SHORT TASK> Reproduce the records below verbatim, from the line with "Rules: pick out every instance of the flamingo head" to the line with "point(55, 32)", including both of those lines.

════════

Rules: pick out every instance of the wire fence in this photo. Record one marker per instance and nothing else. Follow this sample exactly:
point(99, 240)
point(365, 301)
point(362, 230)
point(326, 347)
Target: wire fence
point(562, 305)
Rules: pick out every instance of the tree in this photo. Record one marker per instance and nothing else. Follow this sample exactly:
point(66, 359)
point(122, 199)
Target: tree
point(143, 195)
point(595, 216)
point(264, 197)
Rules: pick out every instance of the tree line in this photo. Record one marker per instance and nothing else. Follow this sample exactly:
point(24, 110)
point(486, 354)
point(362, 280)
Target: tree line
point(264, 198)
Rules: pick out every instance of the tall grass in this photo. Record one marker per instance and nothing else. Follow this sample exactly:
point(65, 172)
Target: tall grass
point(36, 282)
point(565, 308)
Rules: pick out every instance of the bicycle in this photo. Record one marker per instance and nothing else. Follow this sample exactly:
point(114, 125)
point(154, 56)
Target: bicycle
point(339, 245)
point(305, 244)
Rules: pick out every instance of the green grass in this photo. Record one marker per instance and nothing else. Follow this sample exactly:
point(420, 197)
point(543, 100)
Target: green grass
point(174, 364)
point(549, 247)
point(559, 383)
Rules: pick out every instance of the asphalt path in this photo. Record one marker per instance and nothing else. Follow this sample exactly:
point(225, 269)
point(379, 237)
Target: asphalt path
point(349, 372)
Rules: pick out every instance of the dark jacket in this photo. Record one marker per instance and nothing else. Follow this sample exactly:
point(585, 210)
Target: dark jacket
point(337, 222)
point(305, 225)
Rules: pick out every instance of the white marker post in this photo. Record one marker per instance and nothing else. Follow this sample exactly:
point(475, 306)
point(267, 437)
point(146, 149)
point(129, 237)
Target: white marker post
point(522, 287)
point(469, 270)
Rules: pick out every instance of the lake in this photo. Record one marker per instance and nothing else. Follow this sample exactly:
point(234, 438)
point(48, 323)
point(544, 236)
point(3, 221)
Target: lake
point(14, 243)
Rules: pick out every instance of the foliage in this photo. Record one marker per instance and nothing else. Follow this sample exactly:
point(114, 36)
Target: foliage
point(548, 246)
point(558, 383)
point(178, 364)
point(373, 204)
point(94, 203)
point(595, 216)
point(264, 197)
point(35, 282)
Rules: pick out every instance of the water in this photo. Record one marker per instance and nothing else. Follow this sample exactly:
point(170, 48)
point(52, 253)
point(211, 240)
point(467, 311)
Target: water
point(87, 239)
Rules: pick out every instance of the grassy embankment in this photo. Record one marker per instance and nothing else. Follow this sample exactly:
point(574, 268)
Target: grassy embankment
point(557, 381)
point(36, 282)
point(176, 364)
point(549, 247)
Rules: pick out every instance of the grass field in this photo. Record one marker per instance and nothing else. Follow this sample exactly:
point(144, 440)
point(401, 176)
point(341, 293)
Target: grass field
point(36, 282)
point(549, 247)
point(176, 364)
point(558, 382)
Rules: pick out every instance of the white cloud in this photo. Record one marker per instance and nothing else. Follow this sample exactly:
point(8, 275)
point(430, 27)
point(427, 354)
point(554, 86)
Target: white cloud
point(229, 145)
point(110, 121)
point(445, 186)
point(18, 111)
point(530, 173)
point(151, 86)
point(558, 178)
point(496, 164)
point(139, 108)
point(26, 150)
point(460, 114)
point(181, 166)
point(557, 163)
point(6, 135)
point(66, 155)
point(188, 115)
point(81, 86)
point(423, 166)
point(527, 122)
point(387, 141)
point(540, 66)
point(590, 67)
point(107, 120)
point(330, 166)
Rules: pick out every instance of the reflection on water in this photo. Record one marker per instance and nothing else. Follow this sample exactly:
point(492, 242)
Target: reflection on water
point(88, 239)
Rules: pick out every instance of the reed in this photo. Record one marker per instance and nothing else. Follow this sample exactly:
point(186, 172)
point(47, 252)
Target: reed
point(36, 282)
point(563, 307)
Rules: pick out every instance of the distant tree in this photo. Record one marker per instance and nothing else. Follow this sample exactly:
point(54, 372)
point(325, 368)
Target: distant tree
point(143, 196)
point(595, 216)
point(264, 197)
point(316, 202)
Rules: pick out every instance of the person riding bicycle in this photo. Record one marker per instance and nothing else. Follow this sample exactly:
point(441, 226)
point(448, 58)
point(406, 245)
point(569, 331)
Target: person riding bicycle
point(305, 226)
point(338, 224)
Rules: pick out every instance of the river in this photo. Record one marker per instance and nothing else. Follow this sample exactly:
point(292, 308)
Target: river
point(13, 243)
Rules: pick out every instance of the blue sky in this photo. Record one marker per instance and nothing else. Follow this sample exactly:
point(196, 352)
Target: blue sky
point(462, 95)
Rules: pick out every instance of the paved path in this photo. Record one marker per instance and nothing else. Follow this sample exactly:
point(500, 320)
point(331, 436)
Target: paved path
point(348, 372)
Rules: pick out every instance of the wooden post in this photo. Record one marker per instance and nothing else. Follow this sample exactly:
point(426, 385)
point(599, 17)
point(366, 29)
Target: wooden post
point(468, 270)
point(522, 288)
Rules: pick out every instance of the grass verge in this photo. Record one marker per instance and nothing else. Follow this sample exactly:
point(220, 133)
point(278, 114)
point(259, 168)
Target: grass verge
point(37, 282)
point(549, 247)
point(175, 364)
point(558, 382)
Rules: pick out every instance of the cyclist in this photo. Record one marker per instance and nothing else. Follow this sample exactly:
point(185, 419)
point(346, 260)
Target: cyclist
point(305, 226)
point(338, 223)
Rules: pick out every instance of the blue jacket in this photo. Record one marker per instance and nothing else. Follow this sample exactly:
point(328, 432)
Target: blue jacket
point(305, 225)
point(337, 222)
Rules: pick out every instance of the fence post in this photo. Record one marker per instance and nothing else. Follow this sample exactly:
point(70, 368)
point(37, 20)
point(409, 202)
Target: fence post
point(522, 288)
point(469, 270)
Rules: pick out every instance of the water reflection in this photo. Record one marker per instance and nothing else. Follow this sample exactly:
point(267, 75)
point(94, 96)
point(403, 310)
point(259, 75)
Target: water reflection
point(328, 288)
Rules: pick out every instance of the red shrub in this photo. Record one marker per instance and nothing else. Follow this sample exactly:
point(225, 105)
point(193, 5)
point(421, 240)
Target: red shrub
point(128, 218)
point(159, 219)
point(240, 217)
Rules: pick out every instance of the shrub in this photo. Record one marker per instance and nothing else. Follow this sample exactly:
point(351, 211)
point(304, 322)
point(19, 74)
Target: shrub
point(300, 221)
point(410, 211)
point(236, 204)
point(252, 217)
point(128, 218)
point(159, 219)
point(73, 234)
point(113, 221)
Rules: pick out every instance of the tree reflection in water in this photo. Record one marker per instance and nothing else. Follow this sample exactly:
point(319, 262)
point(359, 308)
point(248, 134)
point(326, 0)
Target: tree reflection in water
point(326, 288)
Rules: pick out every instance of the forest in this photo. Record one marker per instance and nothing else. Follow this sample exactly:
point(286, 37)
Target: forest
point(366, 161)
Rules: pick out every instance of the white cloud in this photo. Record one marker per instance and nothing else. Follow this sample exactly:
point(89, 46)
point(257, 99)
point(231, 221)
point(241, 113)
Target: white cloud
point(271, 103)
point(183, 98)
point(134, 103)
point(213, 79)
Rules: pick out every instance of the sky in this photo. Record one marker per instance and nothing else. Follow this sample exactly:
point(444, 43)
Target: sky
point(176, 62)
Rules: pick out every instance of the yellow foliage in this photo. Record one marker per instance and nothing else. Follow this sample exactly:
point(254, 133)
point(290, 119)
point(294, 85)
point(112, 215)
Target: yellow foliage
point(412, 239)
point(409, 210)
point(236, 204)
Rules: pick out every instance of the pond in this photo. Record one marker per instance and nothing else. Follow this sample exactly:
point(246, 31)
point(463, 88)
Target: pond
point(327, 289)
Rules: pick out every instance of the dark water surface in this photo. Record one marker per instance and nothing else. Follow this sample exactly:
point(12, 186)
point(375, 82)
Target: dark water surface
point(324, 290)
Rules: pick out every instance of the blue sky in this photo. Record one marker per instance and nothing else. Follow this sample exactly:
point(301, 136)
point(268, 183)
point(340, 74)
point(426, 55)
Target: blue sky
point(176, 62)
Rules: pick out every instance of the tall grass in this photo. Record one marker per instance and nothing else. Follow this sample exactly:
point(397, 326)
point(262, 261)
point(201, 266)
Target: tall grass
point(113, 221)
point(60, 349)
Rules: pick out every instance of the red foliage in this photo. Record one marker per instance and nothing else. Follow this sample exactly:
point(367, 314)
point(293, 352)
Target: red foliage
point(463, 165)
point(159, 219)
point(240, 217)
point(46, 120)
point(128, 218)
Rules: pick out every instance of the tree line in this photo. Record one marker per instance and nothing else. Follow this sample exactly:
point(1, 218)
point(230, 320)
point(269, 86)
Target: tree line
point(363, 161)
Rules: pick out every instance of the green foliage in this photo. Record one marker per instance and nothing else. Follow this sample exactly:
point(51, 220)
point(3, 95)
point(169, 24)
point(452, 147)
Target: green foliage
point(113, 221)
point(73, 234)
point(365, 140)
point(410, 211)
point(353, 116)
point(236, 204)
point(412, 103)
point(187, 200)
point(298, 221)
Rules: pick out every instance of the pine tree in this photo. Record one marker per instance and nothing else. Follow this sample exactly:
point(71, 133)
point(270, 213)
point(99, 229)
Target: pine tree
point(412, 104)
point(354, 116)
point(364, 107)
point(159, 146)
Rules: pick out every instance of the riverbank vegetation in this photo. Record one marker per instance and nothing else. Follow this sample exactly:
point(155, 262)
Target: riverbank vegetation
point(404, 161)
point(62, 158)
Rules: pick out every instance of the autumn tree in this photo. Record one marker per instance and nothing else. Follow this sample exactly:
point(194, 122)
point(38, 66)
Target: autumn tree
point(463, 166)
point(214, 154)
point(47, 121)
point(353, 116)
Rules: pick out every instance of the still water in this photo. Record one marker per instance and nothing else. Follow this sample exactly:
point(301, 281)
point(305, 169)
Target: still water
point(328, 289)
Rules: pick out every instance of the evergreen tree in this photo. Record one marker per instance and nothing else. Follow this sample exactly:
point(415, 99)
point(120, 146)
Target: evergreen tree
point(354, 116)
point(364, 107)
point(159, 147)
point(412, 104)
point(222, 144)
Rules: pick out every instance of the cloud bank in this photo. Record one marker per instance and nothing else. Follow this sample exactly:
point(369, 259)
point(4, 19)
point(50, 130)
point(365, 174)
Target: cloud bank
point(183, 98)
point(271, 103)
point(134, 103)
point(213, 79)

════════

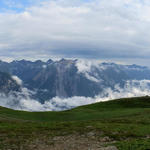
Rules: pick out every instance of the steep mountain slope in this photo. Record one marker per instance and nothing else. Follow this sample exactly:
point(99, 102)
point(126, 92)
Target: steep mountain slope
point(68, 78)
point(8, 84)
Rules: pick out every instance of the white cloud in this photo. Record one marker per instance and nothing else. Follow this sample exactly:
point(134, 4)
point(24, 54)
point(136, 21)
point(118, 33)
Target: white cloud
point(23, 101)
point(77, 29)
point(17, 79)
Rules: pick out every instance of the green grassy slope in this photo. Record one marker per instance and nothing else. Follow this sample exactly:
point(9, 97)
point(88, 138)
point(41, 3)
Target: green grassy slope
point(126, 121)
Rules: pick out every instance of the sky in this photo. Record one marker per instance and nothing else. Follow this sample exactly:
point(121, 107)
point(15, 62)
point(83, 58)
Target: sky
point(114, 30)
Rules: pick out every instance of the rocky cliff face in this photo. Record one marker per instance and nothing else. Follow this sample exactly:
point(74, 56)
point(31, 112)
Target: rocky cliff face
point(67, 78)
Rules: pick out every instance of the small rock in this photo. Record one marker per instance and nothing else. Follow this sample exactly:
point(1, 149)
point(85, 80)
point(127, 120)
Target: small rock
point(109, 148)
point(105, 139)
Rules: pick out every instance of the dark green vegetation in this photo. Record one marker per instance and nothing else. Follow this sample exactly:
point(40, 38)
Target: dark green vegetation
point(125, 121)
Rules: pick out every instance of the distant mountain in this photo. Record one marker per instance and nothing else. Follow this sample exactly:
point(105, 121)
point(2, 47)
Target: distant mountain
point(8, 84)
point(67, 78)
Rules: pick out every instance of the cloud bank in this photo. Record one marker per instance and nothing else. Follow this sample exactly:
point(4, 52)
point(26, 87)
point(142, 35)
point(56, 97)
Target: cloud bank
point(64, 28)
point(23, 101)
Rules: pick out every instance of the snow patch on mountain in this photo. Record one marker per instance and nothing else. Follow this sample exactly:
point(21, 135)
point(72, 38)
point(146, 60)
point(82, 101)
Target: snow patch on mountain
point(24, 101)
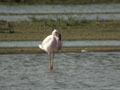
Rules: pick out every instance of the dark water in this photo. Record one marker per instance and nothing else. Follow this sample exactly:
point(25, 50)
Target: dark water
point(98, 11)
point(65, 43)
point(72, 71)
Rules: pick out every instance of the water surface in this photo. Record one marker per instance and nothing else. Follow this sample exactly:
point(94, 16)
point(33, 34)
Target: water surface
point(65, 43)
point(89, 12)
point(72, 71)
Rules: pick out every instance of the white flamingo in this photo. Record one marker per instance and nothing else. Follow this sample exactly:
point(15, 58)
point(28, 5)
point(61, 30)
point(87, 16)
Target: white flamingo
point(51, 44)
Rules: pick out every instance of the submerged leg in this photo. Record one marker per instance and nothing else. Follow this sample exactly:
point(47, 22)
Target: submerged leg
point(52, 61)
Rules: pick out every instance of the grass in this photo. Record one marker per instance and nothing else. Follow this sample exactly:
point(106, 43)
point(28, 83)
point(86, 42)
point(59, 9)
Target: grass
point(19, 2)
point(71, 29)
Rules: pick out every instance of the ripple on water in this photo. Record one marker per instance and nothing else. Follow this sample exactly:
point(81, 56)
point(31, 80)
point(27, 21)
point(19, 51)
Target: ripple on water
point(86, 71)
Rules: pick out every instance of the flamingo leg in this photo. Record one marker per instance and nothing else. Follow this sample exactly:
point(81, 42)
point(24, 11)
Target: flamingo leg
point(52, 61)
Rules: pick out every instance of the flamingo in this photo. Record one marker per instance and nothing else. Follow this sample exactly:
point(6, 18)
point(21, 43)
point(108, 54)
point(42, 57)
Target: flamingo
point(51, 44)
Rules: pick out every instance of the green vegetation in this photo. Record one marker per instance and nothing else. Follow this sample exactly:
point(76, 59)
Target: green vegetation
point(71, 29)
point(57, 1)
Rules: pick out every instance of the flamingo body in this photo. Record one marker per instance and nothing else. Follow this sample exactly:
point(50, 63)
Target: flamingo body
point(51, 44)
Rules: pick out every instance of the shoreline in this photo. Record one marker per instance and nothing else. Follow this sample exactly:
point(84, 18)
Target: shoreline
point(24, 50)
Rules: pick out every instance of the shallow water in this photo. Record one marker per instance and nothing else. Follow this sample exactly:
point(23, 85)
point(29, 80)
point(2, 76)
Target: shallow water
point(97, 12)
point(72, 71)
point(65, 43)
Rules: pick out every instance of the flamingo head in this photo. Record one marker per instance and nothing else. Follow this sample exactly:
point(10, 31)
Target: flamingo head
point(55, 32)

════════

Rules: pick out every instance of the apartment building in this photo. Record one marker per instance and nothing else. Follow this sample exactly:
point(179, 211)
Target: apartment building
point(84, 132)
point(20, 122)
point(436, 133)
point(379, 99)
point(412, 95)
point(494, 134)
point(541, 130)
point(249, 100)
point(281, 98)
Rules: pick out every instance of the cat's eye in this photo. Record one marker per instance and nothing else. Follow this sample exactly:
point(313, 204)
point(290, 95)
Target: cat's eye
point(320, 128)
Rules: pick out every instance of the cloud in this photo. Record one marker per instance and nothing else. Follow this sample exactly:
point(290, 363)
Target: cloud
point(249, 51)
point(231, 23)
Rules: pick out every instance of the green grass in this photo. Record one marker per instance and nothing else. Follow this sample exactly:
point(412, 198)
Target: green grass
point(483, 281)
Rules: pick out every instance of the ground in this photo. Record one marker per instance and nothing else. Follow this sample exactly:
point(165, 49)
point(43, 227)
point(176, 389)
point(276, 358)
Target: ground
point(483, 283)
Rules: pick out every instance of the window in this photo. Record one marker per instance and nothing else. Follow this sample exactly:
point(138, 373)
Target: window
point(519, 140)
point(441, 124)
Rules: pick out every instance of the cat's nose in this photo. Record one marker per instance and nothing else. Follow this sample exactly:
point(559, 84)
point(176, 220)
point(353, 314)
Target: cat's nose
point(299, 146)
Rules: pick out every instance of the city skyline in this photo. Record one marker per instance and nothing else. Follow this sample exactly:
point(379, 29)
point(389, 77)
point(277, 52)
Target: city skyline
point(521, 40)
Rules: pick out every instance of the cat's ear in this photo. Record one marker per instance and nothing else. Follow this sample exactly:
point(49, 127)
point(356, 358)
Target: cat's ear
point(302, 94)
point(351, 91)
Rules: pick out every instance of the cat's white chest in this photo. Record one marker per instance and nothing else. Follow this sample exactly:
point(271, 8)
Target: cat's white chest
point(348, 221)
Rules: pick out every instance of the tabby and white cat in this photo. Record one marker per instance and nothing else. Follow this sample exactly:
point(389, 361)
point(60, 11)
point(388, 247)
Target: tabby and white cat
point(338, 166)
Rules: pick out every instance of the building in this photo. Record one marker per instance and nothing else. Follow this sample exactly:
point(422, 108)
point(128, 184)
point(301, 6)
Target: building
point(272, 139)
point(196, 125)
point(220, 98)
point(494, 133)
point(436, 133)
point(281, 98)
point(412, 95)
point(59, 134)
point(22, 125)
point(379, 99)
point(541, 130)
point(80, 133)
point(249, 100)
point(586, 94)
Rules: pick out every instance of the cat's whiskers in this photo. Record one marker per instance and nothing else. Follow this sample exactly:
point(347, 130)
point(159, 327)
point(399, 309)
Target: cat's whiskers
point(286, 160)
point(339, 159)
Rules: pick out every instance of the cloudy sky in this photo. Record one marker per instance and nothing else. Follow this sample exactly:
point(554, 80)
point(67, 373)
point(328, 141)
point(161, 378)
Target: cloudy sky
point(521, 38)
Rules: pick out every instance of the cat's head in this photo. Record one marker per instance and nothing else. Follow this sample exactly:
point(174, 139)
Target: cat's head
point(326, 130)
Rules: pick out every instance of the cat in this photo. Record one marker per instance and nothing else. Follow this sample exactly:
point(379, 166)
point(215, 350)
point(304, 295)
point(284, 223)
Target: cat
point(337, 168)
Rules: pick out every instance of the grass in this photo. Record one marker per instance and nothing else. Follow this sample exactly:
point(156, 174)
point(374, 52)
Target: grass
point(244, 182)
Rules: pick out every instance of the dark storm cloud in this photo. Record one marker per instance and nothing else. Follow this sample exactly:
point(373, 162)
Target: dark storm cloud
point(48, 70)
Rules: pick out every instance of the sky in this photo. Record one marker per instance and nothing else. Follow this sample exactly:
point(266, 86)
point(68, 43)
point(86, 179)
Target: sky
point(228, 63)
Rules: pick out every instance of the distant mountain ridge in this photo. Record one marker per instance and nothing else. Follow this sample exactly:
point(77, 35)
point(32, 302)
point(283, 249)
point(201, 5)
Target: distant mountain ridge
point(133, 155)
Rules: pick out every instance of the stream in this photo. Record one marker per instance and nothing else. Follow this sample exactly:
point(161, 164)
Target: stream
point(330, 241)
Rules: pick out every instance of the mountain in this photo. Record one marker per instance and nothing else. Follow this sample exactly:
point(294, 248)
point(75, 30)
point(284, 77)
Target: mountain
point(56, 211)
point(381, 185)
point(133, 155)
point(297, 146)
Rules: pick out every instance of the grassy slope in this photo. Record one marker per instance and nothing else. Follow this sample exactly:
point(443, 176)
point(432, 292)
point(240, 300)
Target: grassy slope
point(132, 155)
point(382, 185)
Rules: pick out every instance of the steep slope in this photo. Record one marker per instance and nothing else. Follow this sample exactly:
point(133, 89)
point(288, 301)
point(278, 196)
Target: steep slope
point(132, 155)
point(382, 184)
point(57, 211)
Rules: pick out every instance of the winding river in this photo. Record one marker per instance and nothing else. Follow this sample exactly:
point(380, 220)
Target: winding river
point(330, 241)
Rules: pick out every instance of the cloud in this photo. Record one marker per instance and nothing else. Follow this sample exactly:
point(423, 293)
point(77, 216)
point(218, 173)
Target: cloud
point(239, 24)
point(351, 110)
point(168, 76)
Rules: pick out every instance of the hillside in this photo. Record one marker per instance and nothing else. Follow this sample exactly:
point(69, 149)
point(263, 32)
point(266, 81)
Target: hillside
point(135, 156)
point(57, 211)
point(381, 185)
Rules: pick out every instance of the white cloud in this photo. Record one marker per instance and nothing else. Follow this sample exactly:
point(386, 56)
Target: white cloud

════════

FINAL ANSWER>
Rules: pick out every instance of the flamingo head in this photo. Record one marker per instance and nothing else. Follow this sample exactly:
point(10, 31)
Target: flamingo head
point(55, 32)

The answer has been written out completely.